··· SELECTED EXCERPT
The BMO Financial Group Isaac Newton Chair in Theoretical Physics at Perimeter Institute.

It’s a bit of a mouthful, but sooner or later someone – in fact “a scientist of the very highest international calibre” – will have to squeeze that title onto their business card.

That shouldn’t be a problem though as the BMO Financial Group Isaac Newton Chair in Theoretical Physics at Perimeter Institute comes with $4m of funding from the BMO Financial Group, or what used to be the Bank of Montreal. So there ought to be plenty of loose change hanging around for a nice set of cards.

The whopping $4m investment – said to be the biggest in the Perimeter Institute’s 10-year history – will be matched by $4m from the institute’s existing endowment.

The BMO Financial Group Isaac Newton Chair in Theoretical Physics at Perimeter Institute will in fact be just the first of five new top chairs, with the others named in honour of James Clerk Maxwell, Niels Bohr, Albert Einstein and Paul Dirac.
······
__REQUIREMENT 1__: According to the Perimeter Institute passage, which four scientists will the other new chairs be named after?
__REQUIREMENT 2__: From the Perimeter Institute passage, write out the part that begins at the words "It’s a bit of" and stop after "set of cards.".
Answer using only the Perimeter Institute passage.
··· DATASET EXTRACT
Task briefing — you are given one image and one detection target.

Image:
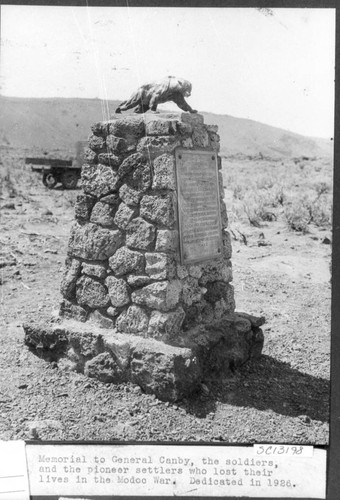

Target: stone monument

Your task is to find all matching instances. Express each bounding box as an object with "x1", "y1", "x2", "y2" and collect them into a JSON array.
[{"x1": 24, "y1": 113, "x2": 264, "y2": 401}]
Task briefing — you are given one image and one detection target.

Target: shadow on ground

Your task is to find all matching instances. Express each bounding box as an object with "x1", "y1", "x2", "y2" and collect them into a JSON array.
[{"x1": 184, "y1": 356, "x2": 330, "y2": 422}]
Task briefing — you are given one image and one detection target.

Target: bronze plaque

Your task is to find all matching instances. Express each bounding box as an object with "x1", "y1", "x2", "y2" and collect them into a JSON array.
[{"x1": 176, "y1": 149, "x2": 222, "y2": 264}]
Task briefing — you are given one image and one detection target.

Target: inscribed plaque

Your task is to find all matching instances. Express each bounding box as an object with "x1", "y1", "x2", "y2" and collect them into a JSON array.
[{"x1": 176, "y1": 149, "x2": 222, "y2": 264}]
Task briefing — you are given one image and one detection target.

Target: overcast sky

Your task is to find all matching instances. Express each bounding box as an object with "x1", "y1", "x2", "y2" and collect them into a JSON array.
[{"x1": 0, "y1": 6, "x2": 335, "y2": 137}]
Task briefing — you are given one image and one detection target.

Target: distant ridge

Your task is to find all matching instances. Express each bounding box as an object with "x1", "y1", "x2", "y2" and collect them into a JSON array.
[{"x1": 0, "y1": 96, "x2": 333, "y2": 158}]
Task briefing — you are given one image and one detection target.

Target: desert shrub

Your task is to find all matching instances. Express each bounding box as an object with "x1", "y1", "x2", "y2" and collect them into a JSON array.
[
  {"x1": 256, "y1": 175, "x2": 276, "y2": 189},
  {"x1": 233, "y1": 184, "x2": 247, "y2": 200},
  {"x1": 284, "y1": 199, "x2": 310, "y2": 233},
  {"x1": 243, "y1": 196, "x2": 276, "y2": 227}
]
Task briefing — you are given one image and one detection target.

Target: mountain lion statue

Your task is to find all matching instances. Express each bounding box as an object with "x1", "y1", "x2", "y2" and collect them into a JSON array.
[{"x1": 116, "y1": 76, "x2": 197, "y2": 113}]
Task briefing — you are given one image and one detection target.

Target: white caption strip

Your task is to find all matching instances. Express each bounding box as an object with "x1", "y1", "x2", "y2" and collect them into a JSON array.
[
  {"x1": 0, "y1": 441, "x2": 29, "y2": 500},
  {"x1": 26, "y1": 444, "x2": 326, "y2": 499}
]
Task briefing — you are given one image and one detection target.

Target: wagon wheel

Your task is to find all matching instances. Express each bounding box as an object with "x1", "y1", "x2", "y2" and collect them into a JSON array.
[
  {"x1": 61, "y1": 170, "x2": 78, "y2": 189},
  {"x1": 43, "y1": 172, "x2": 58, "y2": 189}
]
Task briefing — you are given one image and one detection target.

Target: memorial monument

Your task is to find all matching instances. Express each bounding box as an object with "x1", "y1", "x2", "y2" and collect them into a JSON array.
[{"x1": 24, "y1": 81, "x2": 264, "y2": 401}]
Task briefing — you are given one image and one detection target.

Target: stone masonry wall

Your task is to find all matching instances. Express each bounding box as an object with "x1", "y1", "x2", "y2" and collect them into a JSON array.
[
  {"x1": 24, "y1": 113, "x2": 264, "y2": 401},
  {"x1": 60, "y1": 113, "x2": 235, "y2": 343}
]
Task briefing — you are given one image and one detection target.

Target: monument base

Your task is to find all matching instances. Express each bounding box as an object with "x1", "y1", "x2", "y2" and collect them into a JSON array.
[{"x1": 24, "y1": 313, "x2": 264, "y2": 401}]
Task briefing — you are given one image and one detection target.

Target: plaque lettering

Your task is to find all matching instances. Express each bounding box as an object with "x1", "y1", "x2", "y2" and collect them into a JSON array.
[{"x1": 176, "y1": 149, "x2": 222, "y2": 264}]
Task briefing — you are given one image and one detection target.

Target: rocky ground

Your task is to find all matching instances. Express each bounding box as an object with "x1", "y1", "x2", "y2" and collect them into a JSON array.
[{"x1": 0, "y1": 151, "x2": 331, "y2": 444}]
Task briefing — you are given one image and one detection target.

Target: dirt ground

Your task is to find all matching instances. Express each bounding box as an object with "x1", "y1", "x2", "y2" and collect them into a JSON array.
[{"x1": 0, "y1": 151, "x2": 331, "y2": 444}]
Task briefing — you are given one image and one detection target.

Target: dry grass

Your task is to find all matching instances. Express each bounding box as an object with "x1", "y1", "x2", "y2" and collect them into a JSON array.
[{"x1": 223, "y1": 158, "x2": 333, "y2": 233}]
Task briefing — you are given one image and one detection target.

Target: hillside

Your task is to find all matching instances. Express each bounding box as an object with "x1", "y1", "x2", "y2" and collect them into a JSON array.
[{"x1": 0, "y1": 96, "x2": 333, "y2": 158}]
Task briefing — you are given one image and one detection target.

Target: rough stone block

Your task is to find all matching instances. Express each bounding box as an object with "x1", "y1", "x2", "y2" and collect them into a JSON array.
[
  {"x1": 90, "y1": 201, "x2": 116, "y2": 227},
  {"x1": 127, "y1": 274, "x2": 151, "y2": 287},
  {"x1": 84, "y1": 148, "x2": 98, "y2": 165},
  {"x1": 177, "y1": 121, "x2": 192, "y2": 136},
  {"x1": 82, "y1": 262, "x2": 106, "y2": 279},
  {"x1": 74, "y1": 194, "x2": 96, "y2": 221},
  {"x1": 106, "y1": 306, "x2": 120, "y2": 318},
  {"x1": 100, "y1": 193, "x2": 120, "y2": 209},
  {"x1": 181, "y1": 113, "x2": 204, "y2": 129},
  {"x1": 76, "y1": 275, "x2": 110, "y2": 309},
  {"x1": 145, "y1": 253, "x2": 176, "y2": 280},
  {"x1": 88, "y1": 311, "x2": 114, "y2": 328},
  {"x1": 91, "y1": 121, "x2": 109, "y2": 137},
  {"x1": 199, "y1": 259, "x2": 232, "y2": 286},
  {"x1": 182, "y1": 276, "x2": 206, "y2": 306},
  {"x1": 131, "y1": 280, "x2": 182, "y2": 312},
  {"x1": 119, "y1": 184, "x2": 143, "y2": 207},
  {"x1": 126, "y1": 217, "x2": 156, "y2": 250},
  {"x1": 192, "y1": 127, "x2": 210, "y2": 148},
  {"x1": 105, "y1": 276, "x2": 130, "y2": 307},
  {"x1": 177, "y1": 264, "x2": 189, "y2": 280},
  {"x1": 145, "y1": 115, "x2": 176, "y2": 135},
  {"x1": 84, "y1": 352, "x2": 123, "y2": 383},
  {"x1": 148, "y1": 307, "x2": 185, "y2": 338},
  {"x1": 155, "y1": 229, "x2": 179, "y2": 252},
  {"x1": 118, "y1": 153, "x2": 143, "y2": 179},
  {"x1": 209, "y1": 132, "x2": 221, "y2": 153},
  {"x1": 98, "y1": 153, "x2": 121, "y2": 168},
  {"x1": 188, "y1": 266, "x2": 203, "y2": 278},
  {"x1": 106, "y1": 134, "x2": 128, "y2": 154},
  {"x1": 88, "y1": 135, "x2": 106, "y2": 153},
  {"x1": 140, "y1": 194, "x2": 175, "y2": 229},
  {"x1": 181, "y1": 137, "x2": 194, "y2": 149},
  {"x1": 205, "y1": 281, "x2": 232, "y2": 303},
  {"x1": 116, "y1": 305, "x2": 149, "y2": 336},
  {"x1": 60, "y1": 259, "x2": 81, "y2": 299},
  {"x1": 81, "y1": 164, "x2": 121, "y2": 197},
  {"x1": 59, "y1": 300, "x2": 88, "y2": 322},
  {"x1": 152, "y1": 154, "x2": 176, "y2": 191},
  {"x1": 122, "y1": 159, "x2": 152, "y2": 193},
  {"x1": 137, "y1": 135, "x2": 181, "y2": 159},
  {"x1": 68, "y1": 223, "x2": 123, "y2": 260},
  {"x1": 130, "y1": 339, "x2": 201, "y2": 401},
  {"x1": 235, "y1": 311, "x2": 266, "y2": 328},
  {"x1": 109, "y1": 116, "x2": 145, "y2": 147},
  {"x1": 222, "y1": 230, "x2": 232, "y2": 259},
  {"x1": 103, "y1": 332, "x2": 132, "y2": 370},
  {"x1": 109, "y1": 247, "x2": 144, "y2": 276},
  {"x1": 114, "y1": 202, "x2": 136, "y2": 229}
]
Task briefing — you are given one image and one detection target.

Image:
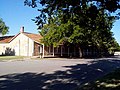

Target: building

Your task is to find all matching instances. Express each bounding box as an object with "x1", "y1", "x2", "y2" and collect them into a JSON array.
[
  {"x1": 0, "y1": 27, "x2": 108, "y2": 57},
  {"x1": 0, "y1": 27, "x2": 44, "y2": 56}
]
······
__EXERCISE SOLUTION 1__: James Clerk Maxwell, Niels Bohr, Albert Einstein and Paul Dirac.

__EXERCISE SOLUTION 2__:
It’s a bit of a mouthful, but sooner or later someone – in fact “a scientist of the very highest international calibre” – will have to squeeze that title onto their business card.

That shouldn’t be a problem though as the BMO Financial Group Isaac Newton Chair in Theoretical Physics at Perimeter Institute comes with $4m of funding from the BMO Financial Group, or what used to be the Bank of Montreal. So there ought to be plenty of loose change hanging around for a nice set of cards.